What to produce: Output each entry verbatim.

Given entries:

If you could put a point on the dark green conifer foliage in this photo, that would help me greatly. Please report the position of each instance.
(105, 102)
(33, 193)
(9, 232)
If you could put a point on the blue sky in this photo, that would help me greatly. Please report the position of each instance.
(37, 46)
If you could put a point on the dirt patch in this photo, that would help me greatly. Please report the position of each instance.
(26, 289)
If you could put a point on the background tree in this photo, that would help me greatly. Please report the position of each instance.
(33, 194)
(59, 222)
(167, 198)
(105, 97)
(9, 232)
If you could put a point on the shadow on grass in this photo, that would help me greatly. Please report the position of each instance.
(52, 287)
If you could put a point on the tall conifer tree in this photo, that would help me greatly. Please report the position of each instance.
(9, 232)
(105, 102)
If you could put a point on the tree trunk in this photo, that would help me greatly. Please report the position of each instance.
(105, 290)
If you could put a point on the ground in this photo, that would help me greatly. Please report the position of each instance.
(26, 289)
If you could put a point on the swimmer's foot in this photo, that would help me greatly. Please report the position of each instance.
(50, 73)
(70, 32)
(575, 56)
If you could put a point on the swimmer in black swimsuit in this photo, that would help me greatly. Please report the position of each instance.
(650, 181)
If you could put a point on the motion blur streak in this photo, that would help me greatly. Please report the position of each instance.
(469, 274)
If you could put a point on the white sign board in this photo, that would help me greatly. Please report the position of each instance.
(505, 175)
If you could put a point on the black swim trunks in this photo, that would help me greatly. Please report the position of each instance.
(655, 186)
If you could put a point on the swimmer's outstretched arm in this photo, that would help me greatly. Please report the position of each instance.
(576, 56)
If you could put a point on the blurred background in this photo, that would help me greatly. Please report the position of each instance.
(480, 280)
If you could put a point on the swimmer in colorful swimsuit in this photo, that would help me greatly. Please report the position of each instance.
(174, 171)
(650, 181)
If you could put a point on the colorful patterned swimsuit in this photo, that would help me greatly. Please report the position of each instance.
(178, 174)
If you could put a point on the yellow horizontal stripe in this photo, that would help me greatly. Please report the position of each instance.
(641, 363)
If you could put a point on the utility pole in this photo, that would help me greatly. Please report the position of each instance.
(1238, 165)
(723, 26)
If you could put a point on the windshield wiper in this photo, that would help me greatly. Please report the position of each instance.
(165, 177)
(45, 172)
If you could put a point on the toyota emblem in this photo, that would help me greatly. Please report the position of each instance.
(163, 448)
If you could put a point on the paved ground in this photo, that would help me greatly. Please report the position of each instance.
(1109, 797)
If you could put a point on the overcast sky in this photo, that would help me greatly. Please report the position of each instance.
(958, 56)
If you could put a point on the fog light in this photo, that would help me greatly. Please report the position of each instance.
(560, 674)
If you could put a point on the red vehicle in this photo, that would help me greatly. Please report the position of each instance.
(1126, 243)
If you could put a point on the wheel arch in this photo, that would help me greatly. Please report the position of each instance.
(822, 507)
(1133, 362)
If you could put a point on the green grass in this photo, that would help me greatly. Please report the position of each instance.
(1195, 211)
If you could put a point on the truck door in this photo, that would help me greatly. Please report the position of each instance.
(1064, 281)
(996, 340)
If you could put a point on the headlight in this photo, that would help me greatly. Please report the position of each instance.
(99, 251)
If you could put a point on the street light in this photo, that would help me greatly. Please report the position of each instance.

Expected output:
If you could put a point on the dark green conifer foliage in this photo, that would help me greatly. Please report the position of each instance.
(105, 102)
(33, 193)
(9, 232)
If you could put a point on the blue sky in this photo, that would help me greatly. Please report the position of each instance.
(37, 46)
If you could put a point on the dirt patch in this photo, that would help me greatly. Please report the position of each instance.
(26, 289)
If you could put a point on the background tree in this photo, that would help me greatly. Please report the position of each instance.
(33, 194)
(59, 222)
(167, 198)
(105, 97)
(9, 232)
If you could put a point on the shadow on grass in this photo, that would help me greatly. Please report the position of each instance.
(52, 287)
If you could put a point on the tall conifer tree in this photo, that would help me greatly. Please report the position of each instance.
(9, 232)
(105, 102)
If you could put a point on the tree trunk in this photo, that would help me greatly. Please report the position of each instance.
(105, 290)
If you could put a point on the ground in this photo, that would help me greatly. Please report the position of each instance.
(26, 289)
If you could put a point on the swimmer's foot in this photo, that would help me greatly. Please report the position of each instance.
(50, 73)
(70, 32)
(575, 56)
If you could put a point on the swimmer in black swimsuit in this photo, that would help me greatly. Please report the position of each instance.
(650, 181)
If you could put a point on the motion blur streak in this photo, that would help me greatly. Please report the position of each instance.
(469, 274)
If you could put a point on the white sign board in this photo, that would help me greatly. Please report the position of each instance.
(505, 175)
If you could put a point on the black swim trunks in this photo, that would help me greatly. Please report the position of each instance.
(655, 186)
If you could put a point on the swimmer's outstretched arm in this photo, that would help me greatly. Please report the position of each instance.
(576, 56)
If you could put a point on the blurred background in this photo, that would help me greatly. Please report the position of each instance.
(480, 280)
If you could put a point on the swimmer in colorful swimsuit in this photo, that would help me greatly. Please report the position of each instance.
(174, 171)
(650, 181)
If you could put a point on the colorful patterned swimsuit in this photo, that would help me greatly. Please report the position of each instance.
(178, 174)
If you could put a point on the yellow horizontal stripe in this photo, that would help me greatly. Please report the position of each instance.
(641, 363)
If you could put a point on the utility pole in this photo, that would help me greatly. Please report the position of each instance.
(1238, 165)
(723, 26)
If you could put a point on the windshield wiper in this photo, that would help me greatly. Please report the position of each instance.
(165, 177)
(45, 172)
If you could put a point on the toyota emblem in this photo, that would help me greatly. Please report the position of each instance.
(163, 448)
If you could put a point on the paved ground in this photo, that would help me greatly. Please report the position of each instance.
(1109, 797)
If you could put a point on the overcast sky in this photo, that would help me greatly. Please report the position of each instance.
(958, 56)
If you could put a point on the fog light in this photo, that would help me greatly. Please report the position of each instance.
(560, 674)
If you could put a point on the red vehicle in this photo, that would help me greatly. Please report the position of each instance.
(1126, 243)
If you could put a point on the wheel arch in this photo, that would help me greatly. Please report the position of each instance.
(822, 507)
(1133, 362)
If you could put a point on the green grass in this photo, that would help me greatly. Please report the position of each instance.
(1195, 211)
If you could put a point on the truck door in this photo, that would help me greatly. Please report the position of each instance.
(1064, 281)
(996, 340)
If you could put a point on the headlight in this photo, that would help me greatly. Please report the position of each instance.
(99, 251)
If you could put a point on the street light in this photo, that would help me greatly. Please report the position of each instance.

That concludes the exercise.